Supplied text:

※ ※ ※

# Monster Stag Beetle Holding a Rubik's Cube



## Tony Fisher (Apr 29, 2012)

Monster Stag Beetle Holding a Rubik's Cube

Live beetle, not faked in any way.


----------



## TheAwesomeAlex (Apr 29, 2012)

where did u get one


----------



## Tony Fisher (Apr 29, 2012)

TheAwesomeAlex said:


> where did u get one


 
The beetle or the cube?


----------



## monkeytherat (Apr 29, 2012)

How big is that cube?


----------



## TheAwesomeAlex (Apr 29, 2012)

Tony Fisher said:


> The beetle or the cube?


 
the beetle


----------



## Tony Fisher (Apr 29, 2012)

TheAwesomeAlex said:


> the beetle


It was in my garden. I have been waiting for a chance to do this for a long time.
The Cube is 10mm.


----------



## TheAwesomeAlex (Apr 29, 2012)

i name it feliks


----------



## Cheese11 (Apr 30, 2012)

This is way cool. I'd be scared if I lived where beetles were that big XD


----------



## Cubetastic (Apr 30, 2012)

※ ※ ※

Data extracted from a collection:
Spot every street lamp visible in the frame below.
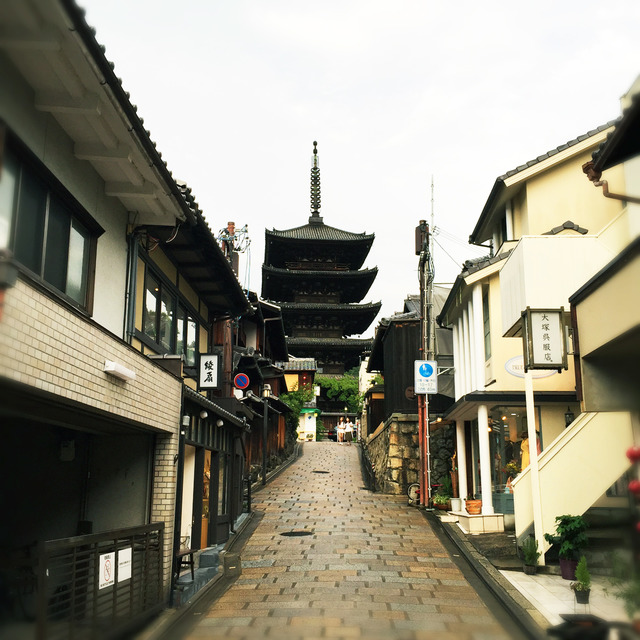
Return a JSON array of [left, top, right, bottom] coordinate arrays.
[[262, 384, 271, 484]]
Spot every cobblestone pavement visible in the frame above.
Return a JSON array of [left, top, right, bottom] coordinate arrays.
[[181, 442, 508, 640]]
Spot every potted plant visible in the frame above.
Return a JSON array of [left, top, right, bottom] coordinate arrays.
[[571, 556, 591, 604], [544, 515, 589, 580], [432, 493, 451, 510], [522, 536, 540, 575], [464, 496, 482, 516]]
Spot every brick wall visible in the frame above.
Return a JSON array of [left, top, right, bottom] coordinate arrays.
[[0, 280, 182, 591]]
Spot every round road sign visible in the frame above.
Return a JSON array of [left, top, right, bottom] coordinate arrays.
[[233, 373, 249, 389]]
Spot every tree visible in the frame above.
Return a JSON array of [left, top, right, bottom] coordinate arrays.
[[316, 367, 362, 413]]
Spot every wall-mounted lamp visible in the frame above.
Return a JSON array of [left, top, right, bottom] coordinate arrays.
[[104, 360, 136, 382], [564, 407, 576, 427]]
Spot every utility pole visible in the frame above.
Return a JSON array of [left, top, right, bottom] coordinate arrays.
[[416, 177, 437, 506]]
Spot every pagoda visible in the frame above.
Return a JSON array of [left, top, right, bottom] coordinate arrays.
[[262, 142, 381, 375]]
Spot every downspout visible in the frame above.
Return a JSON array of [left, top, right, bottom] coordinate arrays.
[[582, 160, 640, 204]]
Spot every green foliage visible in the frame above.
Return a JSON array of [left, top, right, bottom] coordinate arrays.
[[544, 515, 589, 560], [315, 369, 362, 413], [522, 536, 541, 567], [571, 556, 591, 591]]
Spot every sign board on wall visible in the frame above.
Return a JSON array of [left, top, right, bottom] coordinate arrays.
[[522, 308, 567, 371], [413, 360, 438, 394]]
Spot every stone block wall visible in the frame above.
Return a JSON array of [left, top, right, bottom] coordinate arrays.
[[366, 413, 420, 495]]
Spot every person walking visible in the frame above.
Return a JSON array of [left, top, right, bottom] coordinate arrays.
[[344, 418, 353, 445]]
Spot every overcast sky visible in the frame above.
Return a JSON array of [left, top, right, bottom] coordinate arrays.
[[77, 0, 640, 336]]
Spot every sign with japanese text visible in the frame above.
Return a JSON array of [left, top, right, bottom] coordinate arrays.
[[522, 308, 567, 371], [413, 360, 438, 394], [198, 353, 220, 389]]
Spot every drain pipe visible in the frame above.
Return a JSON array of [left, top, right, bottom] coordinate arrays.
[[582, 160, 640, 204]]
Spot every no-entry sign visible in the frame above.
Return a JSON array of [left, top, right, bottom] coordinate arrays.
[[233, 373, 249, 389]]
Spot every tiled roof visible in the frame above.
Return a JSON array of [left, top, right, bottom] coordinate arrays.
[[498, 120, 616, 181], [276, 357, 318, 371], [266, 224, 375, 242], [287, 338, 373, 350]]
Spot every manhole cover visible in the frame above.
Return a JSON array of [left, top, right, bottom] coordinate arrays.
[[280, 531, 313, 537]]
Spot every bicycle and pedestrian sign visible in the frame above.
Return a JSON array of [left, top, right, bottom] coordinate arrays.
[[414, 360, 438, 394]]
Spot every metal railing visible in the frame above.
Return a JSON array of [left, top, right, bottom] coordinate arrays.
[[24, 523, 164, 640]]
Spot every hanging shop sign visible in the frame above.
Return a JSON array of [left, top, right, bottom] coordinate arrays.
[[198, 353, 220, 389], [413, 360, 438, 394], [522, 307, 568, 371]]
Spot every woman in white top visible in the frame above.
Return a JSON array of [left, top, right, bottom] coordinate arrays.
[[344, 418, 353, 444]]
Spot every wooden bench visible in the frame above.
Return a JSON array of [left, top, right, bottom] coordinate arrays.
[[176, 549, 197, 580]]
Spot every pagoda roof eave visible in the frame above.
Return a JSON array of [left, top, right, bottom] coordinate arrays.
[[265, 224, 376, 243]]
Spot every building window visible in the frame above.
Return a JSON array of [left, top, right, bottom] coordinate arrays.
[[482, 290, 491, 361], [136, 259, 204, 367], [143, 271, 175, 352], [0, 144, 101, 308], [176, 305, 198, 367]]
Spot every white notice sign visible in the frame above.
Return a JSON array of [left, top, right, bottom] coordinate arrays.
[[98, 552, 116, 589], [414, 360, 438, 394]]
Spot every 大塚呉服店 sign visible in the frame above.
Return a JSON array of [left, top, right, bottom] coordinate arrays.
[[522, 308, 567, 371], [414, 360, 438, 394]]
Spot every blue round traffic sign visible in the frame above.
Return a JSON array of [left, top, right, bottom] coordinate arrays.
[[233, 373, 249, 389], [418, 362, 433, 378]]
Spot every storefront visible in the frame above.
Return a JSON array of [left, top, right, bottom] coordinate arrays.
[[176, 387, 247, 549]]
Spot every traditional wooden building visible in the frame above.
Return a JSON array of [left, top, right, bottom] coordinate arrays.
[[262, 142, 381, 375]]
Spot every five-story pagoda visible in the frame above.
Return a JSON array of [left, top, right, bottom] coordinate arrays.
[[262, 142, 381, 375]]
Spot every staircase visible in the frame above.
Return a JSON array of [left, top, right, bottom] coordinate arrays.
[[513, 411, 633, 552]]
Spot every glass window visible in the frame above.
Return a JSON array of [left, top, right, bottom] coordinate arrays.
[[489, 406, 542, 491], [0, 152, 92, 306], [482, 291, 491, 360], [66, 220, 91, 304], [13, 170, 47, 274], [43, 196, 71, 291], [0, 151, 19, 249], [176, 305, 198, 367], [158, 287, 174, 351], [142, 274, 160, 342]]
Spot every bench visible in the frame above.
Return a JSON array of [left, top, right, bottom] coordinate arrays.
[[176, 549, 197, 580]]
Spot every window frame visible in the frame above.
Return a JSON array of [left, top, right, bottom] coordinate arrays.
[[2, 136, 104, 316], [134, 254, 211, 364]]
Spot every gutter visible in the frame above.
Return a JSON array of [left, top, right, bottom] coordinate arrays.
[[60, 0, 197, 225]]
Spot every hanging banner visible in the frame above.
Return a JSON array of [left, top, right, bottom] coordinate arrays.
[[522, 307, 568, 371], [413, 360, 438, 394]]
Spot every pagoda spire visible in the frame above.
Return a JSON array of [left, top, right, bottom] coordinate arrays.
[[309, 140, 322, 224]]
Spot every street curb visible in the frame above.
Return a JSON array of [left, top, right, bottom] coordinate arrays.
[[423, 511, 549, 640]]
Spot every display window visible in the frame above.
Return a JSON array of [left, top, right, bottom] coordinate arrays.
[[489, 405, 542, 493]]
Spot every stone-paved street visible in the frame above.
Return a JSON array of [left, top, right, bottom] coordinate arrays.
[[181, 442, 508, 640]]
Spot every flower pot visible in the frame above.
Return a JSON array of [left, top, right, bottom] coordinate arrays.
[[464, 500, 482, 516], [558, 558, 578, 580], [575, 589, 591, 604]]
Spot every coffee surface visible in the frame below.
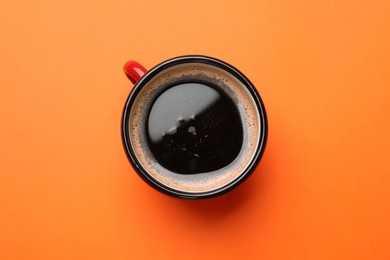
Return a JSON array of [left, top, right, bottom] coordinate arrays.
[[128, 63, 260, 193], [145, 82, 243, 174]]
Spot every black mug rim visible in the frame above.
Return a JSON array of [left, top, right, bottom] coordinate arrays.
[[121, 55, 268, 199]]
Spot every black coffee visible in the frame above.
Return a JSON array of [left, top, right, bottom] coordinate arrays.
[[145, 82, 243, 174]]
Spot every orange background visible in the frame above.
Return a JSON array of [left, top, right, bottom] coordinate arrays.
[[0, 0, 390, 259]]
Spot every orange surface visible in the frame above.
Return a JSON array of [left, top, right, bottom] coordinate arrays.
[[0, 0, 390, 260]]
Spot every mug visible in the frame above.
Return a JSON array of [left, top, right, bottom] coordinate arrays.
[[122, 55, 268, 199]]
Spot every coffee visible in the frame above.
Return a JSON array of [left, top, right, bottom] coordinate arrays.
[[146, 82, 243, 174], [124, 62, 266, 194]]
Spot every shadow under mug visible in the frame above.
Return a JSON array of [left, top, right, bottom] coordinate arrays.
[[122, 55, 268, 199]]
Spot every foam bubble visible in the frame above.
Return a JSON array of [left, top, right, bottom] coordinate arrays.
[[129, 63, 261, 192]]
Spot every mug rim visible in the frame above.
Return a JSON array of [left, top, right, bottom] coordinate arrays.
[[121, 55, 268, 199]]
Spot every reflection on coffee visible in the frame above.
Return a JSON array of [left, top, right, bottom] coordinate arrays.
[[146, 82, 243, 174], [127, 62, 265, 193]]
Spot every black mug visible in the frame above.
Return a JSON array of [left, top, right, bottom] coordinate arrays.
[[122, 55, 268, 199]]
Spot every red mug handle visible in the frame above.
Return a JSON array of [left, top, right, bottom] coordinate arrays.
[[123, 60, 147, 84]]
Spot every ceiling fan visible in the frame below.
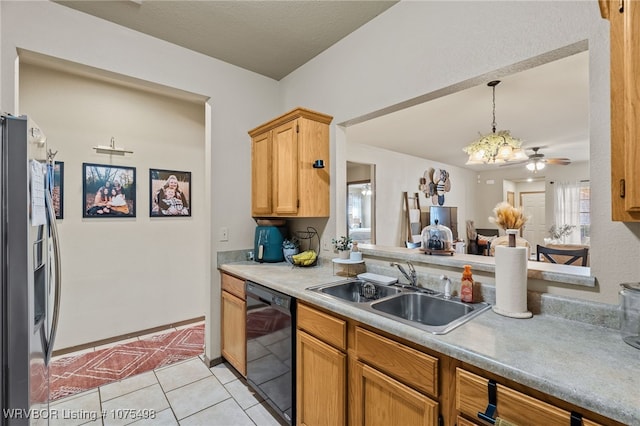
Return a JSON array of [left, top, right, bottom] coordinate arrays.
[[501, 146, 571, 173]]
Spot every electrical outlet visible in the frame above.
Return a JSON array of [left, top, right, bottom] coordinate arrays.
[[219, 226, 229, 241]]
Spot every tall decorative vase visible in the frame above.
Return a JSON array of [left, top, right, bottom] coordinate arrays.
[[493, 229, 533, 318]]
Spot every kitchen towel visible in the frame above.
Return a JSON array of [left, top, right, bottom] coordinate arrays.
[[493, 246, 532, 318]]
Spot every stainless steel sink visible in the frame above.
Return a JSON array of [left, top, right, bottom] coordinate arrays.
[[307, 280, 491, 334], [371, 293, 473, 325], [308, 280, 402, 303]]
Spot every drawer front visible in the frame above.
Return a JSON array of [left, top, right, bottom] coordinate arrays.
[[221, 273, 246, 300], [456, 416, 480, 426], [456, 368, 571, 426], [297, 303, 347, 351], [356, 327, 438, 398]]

※ ※ ※

What you need to do:
1) In the stag beetle thread, what size does Tony Fisher give for the cube?
2) Take the stag beetle thread further from where it stops.
The listing comes from a separate source.

Answers to the exercises:
1) 10mm.

2)
Awesome! All he needs is a 20mm stackmat and he's in the running for a record


----------



## emolover (Apr 30, 2012)

This is really awesome. Is there a video with a great ape playing with a cube.


----------



## RNewms27 (Apr 30, 2012)

emolover said:


> This is really awesome. Is there a video with a great ape playing with a cube.


 
Speed banana-eating AND cubing apes? You puzzle me.

As for the beetle, I believe you found a new cube stand.


----------



## emolover (Apr 30, 2012)

RNewms27 said:


> Speed banana-eating AND cubing apes? You puzzle me.


 
I regret that thread.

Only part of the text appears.